‘Je suis attentivement ses traces’
Raconté par George J. Rowan
“J’AI un livre publié en 1889 qui donne toutes les explications relatives à cette guerre-ci et annonce qu’elle devait arriver en 1914.” Voilà ce que mon beau-frère m’a déclaré en avril 1915, un jour où nous parlions ensemble de la situation mondiale, alors en voie de détérioration. J’ai demandé à voir cet ouvrage ; c’était Le temps est proche, de Charles Taze Russell, fondateur et président de la Société Watch Tower. J’ai dévoré aussitôt son message.
À la vue de l’intérêt passionné que je portais à cette lecture, mon beau-frère m’a offert cet ouvrage ainsi que deux autres livres du même auteur. Avec quels délices j’ai lu ces trésors de connaissance biblique ! Je les ai étudiés tous très attentivement, en commençant par Le divin plan des âges. Mon esprit, qu’aucun des faux enseignements de la chrétienté n’avait endoctriné, s’ouvrait aux réalités ainsi qu’au raisonnement biblique.

[LIGNES FOURNIES]
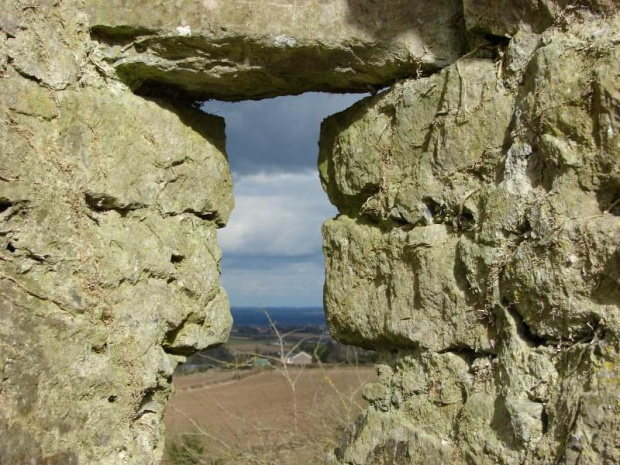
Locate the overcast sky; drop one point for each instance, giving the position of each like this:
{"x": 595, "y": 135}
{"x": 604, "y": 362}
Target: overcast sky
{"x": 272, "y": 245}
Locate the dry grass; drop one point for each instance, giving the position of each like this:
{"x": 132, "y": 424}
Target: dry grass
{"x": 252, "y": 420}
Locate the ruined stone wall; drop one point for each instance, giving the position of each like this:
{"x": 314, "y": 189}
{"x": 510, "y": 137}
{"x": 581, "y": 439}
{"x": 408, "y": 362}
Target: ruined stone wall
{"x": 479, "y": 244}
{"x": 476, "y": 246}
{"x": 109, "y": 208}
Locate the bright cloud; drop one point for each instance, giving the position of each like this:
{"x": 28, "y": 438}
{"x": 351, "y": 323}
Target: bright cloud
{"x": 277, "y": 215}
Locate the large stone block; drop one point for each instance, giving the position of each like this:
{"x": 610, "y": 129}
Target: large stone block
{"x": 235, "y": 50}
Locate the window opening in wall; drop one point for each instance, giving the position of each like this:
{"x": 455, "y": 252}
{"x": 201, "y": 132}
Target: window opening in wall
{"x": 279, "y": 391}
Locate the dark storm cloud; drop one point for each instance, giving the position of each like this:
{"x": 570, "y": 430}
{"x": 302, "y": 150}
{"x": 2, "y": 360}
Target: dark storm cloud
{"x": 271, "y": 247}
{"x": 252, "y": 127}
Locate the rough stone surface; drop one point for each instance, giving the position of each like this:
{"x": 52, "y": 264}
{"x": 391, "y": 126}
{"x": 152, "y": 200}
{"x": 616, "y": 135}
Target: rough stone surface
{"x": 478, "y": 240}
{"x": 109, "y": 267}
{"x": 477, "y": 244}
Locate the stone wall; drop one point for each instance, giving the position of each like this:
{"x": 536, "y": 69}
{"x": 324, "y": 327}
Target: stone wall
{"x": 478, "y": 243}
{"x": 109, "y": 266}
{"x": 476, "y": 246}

* * *

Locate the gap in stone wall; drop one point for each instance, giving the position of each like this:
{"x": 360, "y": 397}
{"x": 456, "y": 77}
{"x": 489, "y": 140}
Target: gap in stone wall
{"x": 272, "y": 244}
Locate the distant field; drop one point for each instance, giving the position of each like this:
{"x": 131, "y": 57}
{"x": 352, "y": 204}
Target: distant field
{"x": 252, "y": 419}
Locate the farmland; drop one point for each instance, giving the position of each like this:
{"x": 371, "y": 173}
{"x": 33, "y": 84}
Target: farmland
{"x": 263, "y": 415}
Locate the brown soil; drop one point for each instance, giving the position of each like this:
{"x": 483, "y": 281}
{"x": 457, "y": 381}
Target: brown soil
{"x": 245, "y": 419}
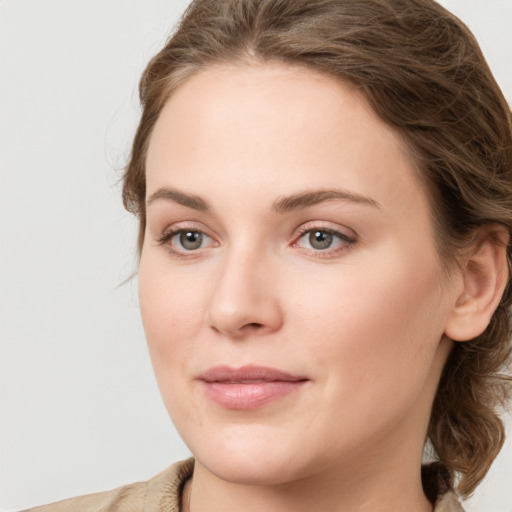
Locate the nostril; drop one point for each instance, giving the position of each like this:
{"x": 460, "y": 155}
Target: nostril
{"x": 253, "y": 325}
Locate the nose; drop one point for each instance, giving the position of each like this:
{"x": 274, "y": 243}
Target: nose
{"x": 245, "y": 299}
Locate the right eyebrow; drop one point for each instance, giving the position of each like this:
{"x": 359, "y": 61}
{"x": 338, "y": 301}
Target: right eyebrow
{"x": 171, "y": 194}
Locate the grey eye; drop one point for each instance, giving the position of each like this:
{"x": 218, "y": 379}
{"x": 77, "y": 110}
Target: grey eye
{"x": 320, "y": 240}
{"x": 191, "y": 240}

* * *

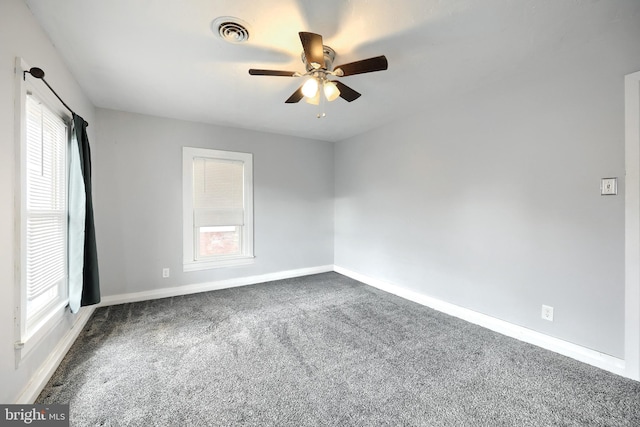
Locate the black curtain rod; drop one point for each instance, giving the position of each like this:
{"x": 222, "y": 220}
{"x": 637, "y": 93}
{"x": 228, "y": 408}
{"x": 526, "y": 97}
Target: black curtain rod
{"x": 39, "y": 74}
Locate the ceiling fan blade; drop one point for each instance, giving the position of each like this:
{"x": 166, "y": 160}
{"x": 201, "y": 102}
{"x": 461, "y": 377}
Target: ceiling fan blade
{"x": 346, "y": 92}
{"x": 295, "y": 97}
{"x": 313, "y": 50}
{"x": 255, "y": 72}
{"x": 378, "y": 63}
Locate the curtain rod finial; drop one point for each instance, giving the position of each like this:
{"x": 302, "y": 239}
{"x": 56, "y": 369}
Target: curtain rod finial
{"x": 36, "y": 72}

[EXERCICES À FAIRE]
- 1) Relevez toutes les dates mentionnées dans le récit de George J. Rowan.
- 2) Poursuivez le récit de George J. Rowan après sa dernière phrase, s'il vous plaît.
Les lignes ne servent à rien ici.

[RÉPONSES AUX EXERCICES]
- 1) 1889 ; 1914 ; avril 1915

- 2)
J’étais lent à lire ; du reste, je le suis encore ; comme je n’ai reçu qu’une instruction moyenne, la lecture de tous ces ouvrages m’a demandé beaucoup de temps. Mais dès le début, j’ai eu la certitude d’avoir trouvé la vérité de la Bible. J’ai écrit au bureau de la Société Watch Tower à Melbourne pour obtenir tous les autres ouvrages ainsi que tous les renseignements bibliques qu’il lui était possible de me fournir. Deux années plus tard, j’avais lu les six livres des “Études des Écritures” du pasteur Russell. Quel festin spirituel ! Quand on pense que le Créateur parfait offrait la vie céleste à ceux qui prendraient pour modèle son propre Fils ! — Rom. 8:29.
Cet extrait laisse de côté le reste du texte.